Spring Break…and a refugee family

 We had a wonderful week with Paige when she was home for spring break last week. We shopped, and had beach days, and pool days, and got our hair done. We had family Boston Legal marathons and she slept…a lot…and cuddled with Jack, and read, and just relaxed. 




In other news, I’ve met with “my” refugee family a couple of times and I just adore them. They are the sweetest, most humble, adorable family. The father speaks perfect, fluent English (which definitely makes things a lot easier!). The mom only speaks a few words of English, so far, but is so sweet and smiles so much…between hand gestures and her husband, we are communicating just fine. The little girl is cute, and giggly and twirls and skips, and the baby…oh my goodness. That baby is a chubby little smiling machine. 

On my first visit, I went with someone from World Relief, and it was just a short visit to meet them and set up a schedule for meetings. I brought them a gift basket filled with towels and cleaning supplies and a fruit bowl, and teething rings for the baby and coloring books, and reading books, and sidewalk chalk and bubbles for the little girl.

*Working data*.
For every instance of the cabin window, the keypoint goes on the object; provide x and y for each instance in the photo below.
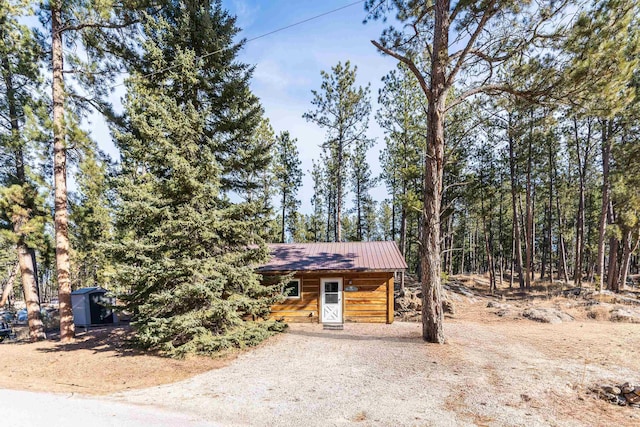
(292, 289)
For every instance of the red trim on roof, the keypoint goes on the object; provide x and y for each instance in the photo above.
(355, 256)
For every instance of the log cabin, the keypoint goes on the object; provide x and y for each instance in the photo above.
(333, 283)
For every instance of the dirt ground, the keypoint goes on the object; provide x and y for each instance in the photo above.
(493, 370)
(98, 362)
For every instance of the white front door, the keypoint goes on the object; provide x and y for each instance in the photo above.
(331, 297)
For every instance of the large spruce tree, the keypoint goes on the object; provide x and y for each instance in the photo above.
(187, 253)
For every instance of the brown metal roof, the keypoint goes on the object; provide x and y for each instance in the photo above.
(356, 256)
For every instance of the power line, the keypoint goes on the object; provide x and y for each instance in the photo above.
(286, 27)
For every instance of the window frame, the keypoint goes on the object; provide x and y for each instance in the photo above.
(299, 282)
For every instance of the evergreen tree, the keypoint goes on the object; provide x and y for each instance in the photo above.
(317, 203)
(22, 211)
(289, 178)
(185, 252)
(259, 180)
(90, 221)
(342, 108)
(361, 184)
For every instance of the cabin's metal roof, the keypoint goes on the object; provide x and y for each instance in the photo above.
(353, 256)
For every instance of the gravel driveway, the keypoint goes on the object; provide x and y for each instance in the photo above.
(385, 375)
(312, 377)
(491, 372)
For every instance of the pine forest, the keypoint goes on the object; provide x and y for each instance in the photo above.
(509, 147)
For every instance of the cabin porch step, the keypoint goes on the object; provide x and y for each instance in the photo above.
(333, 326)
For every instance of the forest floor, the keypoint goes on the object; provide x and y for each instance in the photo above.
(98, 362)
(497, 368)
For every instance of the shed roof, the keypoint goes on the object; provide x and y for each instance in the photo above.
(351, 256)
(82, 291)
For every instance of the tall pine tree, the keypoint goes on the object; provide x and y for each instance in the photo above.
(185, 250)
(289, 179)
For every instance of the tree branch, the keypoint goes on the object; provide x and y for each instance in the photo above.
(488, 13)
(409, 63)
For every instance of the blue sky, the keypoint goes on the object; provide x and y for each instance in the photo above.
(288, 64)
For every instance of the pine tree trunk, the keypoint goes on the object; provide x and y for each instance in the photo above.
(529, 219)
(514, 195)
(550, 218)
(30, 289)
(60, 178)
(612, 271)
(8, 285)
(627, 250)
(284, 207)
(607, 142)
(432, 315)
(29, 284)
(338, 224)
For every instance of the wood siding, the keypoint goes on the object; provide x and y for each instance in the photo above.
(371, 303)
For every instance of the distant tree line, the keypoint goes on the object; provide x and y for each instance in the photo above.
(516, 156)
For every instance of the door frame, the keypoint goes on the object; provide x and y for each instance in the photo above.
(340, 297)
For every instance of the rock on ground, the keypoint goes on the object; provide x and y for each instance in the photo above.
(625, 315)
(546, 315)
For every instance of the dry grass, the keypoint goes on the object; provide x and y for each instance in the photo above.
(98, 362)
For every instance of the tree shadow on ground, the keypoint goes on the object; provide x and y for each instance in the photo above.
(413, 337)
(103, 339)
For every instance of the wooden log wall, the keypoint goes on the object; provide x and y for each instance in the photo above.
(371, 303)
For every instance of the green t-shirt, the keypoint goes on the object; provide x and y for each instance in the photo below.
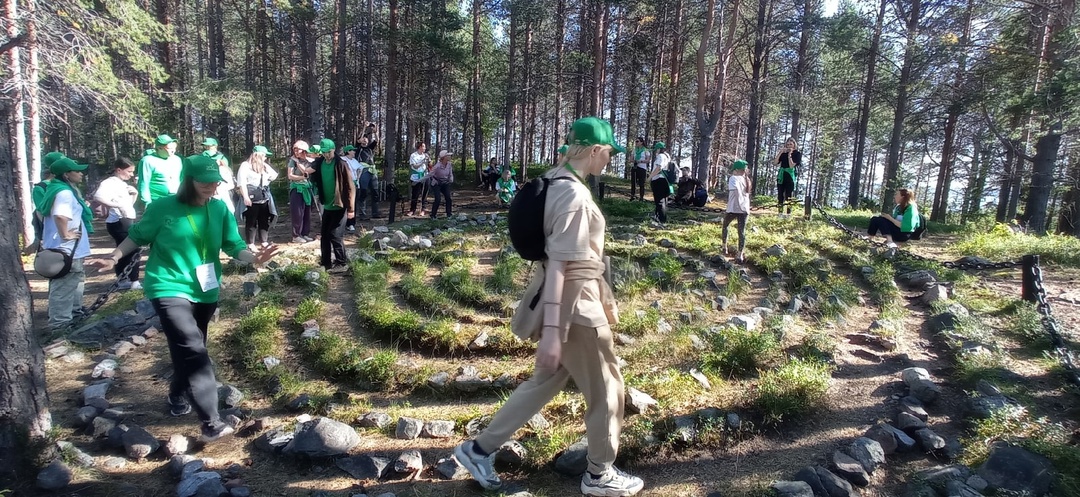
(329, 184)
(158, 177)
(176, 250)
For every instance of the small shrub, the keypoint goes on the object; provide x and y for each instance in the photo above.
(795, 388)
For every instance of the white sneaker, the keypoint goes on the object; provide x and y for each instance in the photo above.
(612, 483)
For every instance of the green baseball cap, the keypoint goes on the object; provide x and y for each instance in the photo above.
(65, 164)
(594, 131)
(202, 169)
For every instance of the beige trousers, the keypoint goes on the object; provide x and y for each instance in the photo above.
(588, 358)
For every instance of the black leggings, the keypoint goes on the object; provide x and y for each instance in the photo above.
(741, 217)
(257, 223)
(184, 323)
(119, 231)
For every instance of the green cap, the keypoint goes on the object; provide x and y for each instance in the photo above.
(593, 131)
(65, 164)
(202, 169)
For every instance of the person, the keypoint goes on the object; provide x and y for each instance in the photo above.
(505, 187)
(643, 160)
(659, 183)
(159, 173)
(898, 227)
(418, 163)
(442, 179)
(333, 183)
(186, 233)
(254, 177)
(739, 188)
(300, 198)
(66, 225)
(572, 324)
(790, 160)
(117, 193)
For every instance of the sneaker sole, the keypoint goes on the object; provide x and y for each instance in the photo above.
(463, 458)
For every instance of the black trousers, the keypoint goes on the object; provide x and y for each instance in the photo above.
(257, 223)
(637, 182)
(442, 189)
(184, 323)
(119, 231)
(331, 243)
(660, 192)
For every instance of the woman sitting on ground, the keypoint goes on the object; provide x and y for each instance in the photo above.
(898, 227)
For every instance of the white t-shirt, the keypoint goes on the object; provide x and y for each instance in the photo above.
(66, 205)
(118, 195)
(738, 195)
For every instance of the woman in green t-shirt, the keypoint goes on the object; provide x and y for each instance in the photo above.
(187, 232)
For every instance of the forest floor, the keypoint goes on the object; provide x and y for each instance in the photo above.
(860, 393)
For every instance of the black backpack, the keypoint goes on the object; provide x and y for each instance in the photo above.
(525, 218)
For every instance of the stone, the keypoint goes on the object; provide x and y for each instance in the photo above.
(139, 443)
(408, 428)
(177, 445)
(574, 460)
(408, 461)
(850, 469)
(192, 485)
(437, 429)
(929, 441)
(867, 452)
(450, 469)
(637, 402)
(792, 488)
(229, 397)
(379, 420)
(364, 467)
(54, 477)
(1015, 469)
(322, 438)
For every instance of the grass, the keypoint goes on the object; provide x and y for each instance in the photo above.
(1002, 243)
(797, 387)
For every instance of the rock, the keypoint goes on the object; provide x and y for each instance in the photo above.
(54, 477)
(867, 452)
(193, 485)
(437, 429)
(929, 441)
(139, 443)
(792, 488)
(909, 424)
(408, 428)
(364, 467)
(177, 445)
(322, 438)
(408, 461)
(574, 460)
(850, 469)
(450, 469)
(379, 420)
(1015, 469)
(637, 402)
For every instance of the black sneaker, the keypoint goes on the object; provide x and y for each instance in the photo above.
(178, 405)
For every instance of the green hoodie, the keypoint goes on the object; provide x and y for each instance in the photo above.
(181, 238)
(53, 187)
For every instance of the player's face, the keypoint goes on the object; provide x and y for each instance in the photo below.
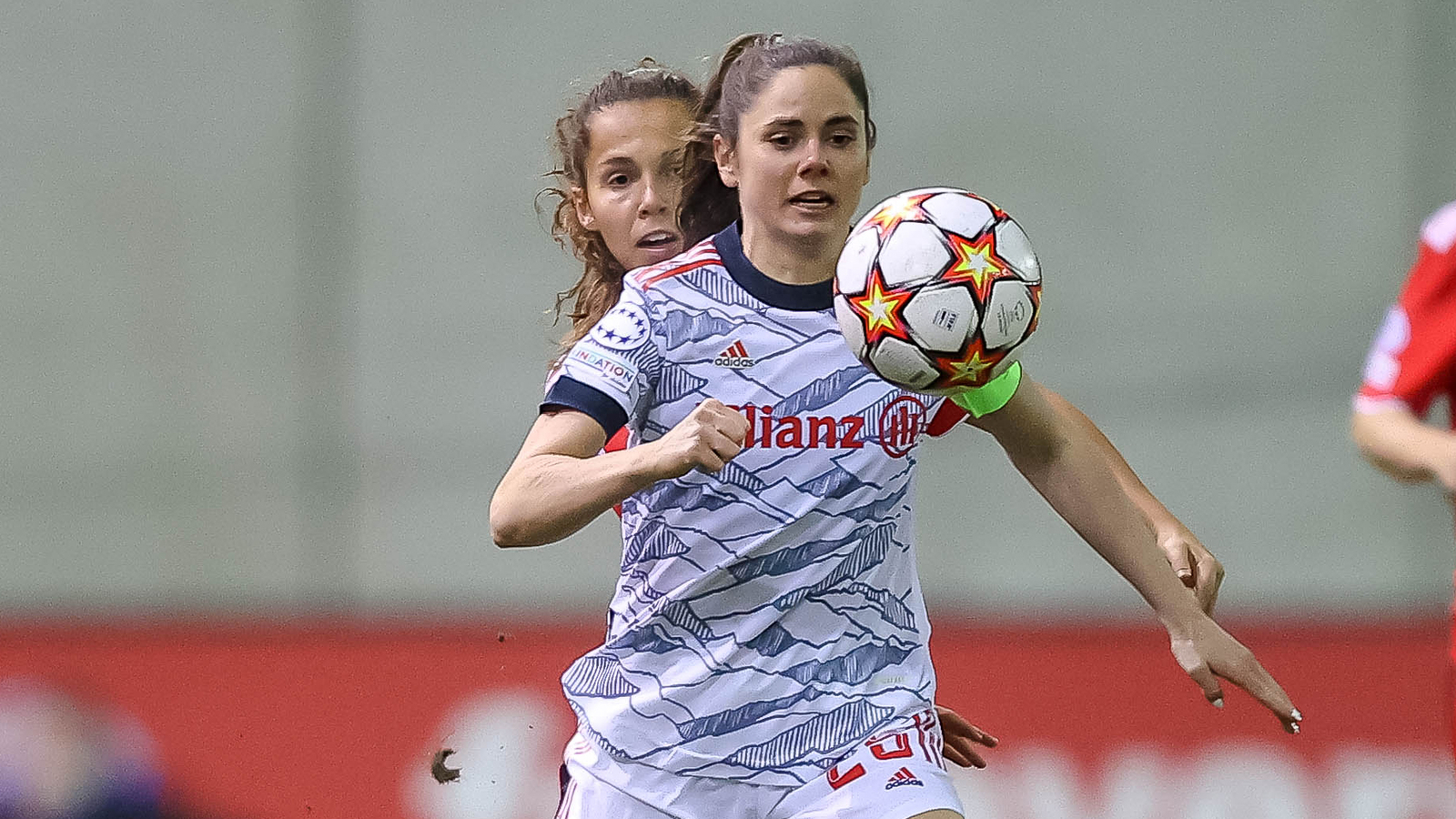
(801, 157)
(631, 187)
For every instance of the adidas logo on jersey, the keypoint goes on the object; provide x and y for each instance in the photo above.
(903, 777)
(735, 358)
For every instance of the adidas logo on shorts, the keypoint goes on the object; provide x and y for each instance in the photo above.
(735, 358)
(903, 777)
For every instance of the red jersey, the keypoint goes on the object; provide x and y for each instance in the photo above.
(1412, 359)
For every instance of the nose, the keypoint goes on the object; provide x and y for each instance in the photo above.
(813, 164)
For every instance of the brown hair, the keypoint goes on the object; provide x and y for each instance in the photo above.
(601, 283)
(747, 65)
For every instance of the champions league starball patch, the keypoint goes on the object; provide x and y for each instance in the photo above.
(625, 327)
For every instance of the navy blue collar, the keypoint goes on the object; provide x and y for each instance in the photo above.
(775, 293)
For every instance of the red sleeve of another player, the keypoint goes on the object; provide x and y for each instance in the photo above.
(945, 417)
(618, 443)
(1414, 356)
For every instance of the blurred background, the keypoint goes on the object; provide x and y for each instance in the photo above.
(271, 329)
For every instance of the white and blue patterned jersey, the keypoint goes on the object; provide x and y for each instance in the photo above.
(768, 617)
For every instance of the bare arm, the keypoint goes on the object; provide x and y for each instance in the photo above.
(561, 481)
(1190, 560)
(1407, 448)
(1060, 460)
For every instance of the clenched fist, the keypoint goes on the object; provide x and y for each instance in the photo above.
(705, 440)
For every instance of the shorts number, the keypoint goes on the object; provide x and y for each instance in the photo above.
(900, 751)
(837, 780)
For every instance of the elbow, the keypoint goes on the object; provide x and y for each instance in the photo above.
(509, 530)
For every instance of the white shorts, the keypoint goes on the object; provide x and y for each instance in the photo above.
(895, 774)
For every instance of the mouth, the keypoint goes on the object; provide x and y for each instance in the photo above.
(813, 200)
(657, 239)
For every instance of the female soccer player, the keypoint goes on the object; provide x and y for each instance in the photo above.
(619, 152)
(766, 651)
(1410, 365)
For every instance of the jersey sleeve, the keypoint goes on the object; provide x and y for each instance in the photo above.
(612, 370)
(1412, 358)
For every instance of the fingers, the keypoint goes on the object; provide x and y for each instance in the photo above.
(1251, 676)
(960, 739)
(1196, 668)
(1181, 562)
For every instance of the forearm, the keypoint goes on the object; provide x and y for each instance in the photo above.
(546, 497)
(1070, 472)
(1401, 445)
(1157, 513)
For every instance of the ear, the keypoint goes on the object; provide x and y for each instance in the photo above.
(582, 207)
(727, 160)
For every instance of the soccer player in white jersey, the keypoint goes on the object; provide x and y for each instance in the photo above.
(1411, 363)
(768, 644)
(618, 152)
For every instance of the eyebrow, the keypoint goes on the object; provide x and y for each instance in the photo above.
(616, 162)
(794, 123)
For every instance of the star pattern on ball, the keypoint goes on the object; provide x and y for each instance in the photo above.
(973, 369)
(881, 309)
(977, 264)
(897, 210)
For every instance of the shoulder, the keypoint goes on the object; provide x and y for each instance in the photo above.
(1439, 232)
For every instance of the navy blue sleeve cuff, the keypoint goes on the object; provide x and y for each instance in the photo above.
(571, 394)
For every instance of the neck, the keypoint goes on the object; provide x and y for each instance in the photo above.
(791, 259)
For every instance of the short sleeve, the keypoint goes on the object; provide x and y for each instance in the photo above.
(1412, 358)
(613, 368)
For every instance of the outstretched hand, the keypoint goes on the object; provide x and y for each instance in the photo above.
(1208, 653)
(1194, 564)
(960, 739)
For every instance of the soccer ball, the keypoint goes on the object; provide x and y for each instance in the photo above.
(936, 290)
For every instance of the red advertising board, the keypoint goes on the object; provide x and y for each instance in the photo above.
(339, 719)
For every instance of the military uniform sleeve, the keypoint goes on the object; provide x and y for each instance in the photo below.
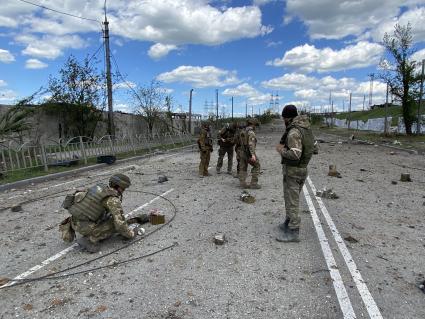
(113, 206)
(294, 149)
(252, 142)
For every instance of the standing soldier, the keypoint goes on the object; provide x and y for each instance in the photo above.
(205, 148)
(238, 148)
(226, 140)
(296, 149)
(97, 214)
(249, 156)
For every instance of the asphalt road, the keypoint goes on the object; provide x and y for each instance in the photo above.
(361, 255)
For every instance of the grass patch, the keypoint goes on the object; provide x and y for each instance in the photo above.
(28, 173)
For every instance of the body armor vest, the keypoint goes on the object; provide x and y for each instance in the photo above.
(308, 146)
(88, 204)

*Requirements*.
1 > Find every line in the records that contains the string "jersey", matching case exactly, and copy each of those lines.
2 > Pick up the blog post about spring break and a refugee family after its last sentence and keep writing it.

*Results by task*.
1 >
For every instance of the adidas logo on jersey, the keypoint goes on the object; provide x and y for each instance in the photo above.
For every instance of the red jersey, the keypoint goes on the object; provide x and y for each instance in the photo above.
For every instance of the white and blue patterned jersey, the keypoint goes on the object; provide x and y for each instance in the photo above.
For every instance of the jersey sleeve, the keypoint goes on the object; provide x and y for each instance in the photo above.
For every instance of the soccer player in white jersey, the keypoint goes on the object; provide x and y for each instance in the photo above.

2 >
Yesterday, I sat and talked to them for an hour and half. We talked about how they are settling in, and what help they will need. I brought a driver’s license handbook for the dad to study as he is determined to get a driver’s license as soon as possible. (He already has an international license.) He is trying to find a job. He wants to be self sufficient and to be able to provide for his family. He is excited about living in America and exploring his new country and seeing the things he has heard and read about. He can’t wait to become a citizen. He worries about their families back home in Afghanistan, especially his mother. 

They are human beings. They are just like you and I. They have the same dreams and fears that everyone does. They are a beautiful, young family of four living in a tiny, albeit spotlessly clean, one bedroom apartment. They are tremendously grateful for the opportunities they have been given. They are optimistic. Of course, they are worried – they are living in a new country thousands of miles from everything and everyone they have known. They must learn not only a new language, but new customs as well. It can be frustrating. But they are optimistic. 

So am I. 

I try to tune out the hateful rhetoric that certain orange hued politicians bombastically trumpet to the masses. I try to ignore the increasingly xenophobic, racist, and misogynistic tones of our country lately. I am focusing on what is good about America, and there is much that is good. In fact, there is much that is great. Starting with my little family and their hope and optimism and love. We are a nation of immigrants and refugees. We are a nation of second chances. I want to believe that there is more optimism and hope and love than there is of hate and bigotry. I must believe that.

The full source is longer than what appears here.